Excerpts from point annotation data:
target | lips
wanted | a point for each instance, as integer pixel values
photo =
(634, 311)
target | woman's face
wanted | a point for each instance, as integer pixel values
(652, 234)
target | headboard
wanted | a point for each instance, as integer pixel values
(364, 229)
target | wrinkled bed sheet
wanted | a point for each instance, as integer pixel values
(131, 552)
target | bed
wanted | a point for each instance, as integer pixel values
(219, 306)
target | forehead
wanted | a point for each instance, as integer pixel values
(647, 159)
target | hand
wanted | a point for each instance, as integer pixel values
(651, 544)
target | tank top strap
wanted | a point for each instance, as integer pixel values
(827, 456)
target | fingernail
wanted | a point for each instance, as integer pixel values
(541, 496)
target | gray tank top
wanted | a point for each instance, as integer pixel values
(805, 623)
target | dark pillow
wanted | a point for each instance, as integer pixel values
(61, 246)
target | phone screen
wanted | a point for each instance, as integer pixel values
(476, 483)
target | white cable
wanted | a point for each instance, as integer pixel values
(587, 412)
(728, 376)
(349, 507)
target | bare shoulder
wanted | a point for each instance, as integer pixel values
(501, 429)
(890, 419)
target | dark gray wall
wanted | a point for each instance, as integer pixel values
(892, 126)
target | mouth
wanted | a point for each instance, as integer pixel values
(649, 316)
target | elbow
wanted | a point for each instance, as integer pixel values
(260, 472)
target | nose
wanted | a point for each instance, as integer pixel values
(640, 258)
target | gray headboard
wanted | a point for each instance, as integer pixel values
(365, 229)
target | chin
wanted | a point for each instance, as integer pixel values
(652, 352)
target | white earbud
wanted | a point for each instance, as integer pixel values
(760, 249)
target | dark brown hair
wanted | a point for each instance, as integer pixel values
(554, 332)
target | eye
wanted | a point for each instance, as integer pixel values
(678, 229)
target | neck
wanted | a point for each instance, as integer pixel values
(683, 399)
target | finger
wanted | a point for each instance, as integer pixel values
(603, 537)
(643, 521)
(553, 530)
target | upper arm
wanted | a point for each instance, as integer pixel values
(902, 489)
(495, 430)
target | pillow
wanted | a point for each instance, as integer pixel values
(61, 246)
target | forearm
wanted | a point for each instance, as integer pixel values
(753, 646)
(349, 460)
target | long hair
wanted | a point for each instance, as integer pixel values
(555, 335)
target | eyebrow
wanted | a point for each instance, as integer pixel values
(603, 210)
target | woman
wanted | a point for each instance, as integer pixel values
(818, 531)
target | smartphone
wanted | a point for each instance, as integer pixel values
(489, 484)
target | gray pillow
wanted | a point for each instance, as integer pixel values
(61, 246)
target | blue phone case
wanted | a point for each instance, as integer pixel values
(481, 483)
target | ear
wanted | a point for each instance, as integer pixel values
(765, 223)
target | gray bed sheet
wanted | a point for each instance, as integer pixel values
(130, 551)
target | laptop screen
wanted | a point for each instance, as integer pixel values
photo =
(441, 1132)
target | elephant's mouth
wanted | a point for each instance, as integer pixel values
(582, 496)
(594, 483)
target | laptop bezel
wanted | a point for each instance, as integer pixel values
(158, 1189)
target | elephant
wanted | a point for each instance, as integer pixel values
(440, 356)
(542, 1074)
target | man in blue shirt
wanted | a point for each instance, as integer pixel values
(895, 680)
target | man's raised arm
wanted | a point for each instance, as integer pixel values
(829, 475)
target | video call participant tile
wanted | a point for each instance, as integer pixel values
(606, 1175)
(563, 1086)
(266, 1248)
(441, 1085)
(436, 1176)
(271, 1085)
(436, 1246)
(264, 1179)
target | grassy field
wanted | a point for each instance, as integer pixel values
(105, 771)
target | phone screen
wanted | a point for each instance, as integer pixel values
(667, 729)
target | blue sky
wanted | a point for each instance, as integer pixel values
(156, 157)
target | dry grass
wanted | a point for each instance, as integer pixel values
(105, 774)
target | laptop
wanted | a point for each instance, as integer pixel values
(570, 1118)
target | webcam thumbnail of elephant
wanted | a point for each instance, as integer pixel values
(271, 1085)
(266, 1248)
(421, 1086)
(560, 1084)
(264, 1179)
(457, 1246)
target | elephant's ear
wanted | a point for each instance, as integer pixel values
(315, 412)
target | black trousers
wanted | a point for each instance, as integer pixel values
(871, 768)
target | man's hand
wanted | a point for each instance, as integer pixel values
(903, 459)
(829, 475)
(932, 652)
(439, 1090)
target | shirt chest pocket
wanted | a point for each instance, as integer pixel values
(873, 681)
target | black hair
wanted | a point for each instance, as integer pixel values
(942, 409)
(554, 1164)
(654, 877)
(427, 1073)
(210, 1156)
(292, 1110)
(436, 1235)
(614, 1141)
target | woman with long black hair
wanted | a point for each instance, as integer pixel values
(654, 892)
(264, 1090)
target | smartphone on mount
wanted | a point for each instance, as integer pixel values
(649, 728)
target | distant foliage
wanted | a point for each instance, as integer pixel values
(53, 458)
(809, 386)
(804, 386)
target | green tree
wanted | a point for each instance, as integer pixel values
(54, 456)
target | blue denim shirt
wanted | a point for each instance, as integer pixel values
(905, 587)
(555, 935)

GIVEN INSTRUCTION:
Reproduce the complete set of lines precisely as supplied.

CORRECT RESULT:
target | lips
wanted | a point for each instance, as integer pixel values
photo =
(634, 311)
target | woman's face
wanted | a point for each instance, as integer pixel values
(652, 234)
target | headboard
wanted | a point for each instance, as integer pixel values
(364, 229)
target | wrinkled bed sheet
wanted | a point for each instance, as integer pixel values
(131, 552)
target | bed
wanted | a point for each instance, as integer pixel values
(219, 306)
target | forehead
wanted | a point for each instance, as integer pixel values
(647, 159)
target | hand
wanted | a point for each instance, as integer pixel values
(651, 544)
target | tank top strap
wanted | a point for each instance, as integer pixel values
(827, 456)
target | fingernail
wanted | a point for each instance, as integer pixel values
(541, 496)
target | gray tank top
wanted | a point for each instance, as integer pixel values
(805, 623)
target | dark pillow
wanted | a point for each instance, as integer pixel values
(61, 246)
target | phone screen
wanted | a point for each instance, as integer pixel values
(476, 483)
target | white cable
wanted | a point for each instance, as integer pixel values
(587, 412)
(728, 376)
(349, 507)
target | bare shoulder
wanted | a point for each instance, as integer pixel values
(501, 429)
(890, 419)
target | dark gray wall
wanted | a point for each instance, as integer pixel values
(892, 126)
target | mouth
wanted | a point for each instance, as integer pixel values
(649, 316)
target | elbow
wanted | a point for each instance, as integer pixel values
(260, 472)
target | nose
wanted | a point for each instance, as integer pixel values
(640, 258)
target | gray headboard
wanted | a point for each instance, as integer pixel values
(365, 229)
target | chin
wanted | a point for each instance, as integer pixel values
(652, 352)
target | white earbud
wanted | a point for each instance, as integer pixel values
(760, 249)
target | dark brown hair
wanted | a point for each instance, as integer pixel values
(554, 332)
target | eye
wanted | a point for each instance, as integer pixel values
(678, 229)
target | neck
wanted | a point for each instance, as integer pixel values
(683, 399)
target | finger
wanted | a point for each instance, as integer pixel values
(603, 537)
(643, 521)
(553, 530)
target | upper arm
wanted | a point for each instance, as integer pixel values
(902, 489)
(495, 430)
target | pillow
wanted | a point for each instance, as integer pixel values
(61, 246)
target | forearm
wanted | a point for each instance, as integer pixel values
(753, 646)
(349, 460)
target | long hair
wanted | a point for each instance, as integer pixel values
(555, 335)
target | eyebrow
wanted | a point for each instance, as integer pixel values
(603, 210)
target | woman
wanted | a point for each instance, as integer pixel values
(818, 531)
target | smartphone
wanted | a point for each instance, as integer pixel values
(489, 484)
target | gray pillow
wanted | a point for each instance, as integer pixel values
(61, 246)
target | blue phone case
wanted | a point for each instance, as integer pixel values
(481, 483)
target | ear
wanted | a point for each instance, as integer pixel values
(765, 223)
target | gray bed sheet
wanted | a point for each instance, as integer pixel values
(130, 551)
target | laptop screen
wanted | a point for each instance, as integer pixel values
photo =
(441, 1132)
target | elephant's mouth
wanted | a point for each instance, as integer pixel values
(582, 496)
(594, 483)
target | laptop bezel
wanted | a point for each instance, as integer pixel values
(158, 1189)
target | elephant
wanted | a point for each instance, as integer pixel values
(440, 356)
(542, 1074)
target | man in blue shirt
wanted | a point for each instance, as integer pixel values
(895, 680)
target | man's raised arm
wanted | a point for each instance, as integer pixel values
(829, 475)
target | video call participant tile
wanted | a point for each instance, as integer pixel values
(606, 1175)
(563, 1086)
(266, 1248)
(441, 1085)
(436, 1176)
(271, 1085)
(436, 1246)
(264, 1179)
target | grassy field
wanted | a point for each instance, as integer pixel values
(105, 771)
target | phone screen
wanted | a point for each instance, as integer pixel values
(667, 729)
target | blue sky
wanted | a point for each instance, as integer pixel values
(156, 157)
target | dry grass
wanted | a point for each instance, as integer pixel values
(105, 774)
target | laptop
wanted | a point for each instance, as integer pixel values
(570, 1118)
target | webcam thumbnail of elephant
wanted | a point for each instance, as integer pixel values
(271, 1085)
(266, 1248)
(421, 1086)
(560, 1084)
(264, 1179)
(457, 1246)
target | elephant's ear
wanted | a point for each instance, as integer pixel values
(315, 412)
target | black trousers
wanted | a point for each instance, as integer pixel values
(871, 768)
target | man's hand
wanted | a point for each instance, as integer pixel values
(903, 459)
(829, 475)
(932, 652)
(439, 1090)
target | shirt chest pocket
wanted | a point for each instance, as integer pixel values
(873, 681)
target | black hair
wanted | a point for each instance, as integer pixel values
(942, 409)
(554, 1164)
(654, 877)
(427, 1073)
(210, 1156)
(292, 1110)
(436, 1235)
(614, 1141)
target | woman with long black hair
wanted | a point for each instance, as integer pixel values
(654, 892)
(264, 1090)
target | smartphone on mount
wanted | a point for each instance, as integer pixel values
(649, 728)
target | distant foliage
wanted | a point for each instance, as integer pixel values
(53, 458)
(809, 386)
(804, 386)
target | green tree
wanted | a point for each instance, as integer pixel values
(54, 456)
target | blue denim shirt
wanted | a point for each instance, as integer pixel values
(905, 587)
(555, 935)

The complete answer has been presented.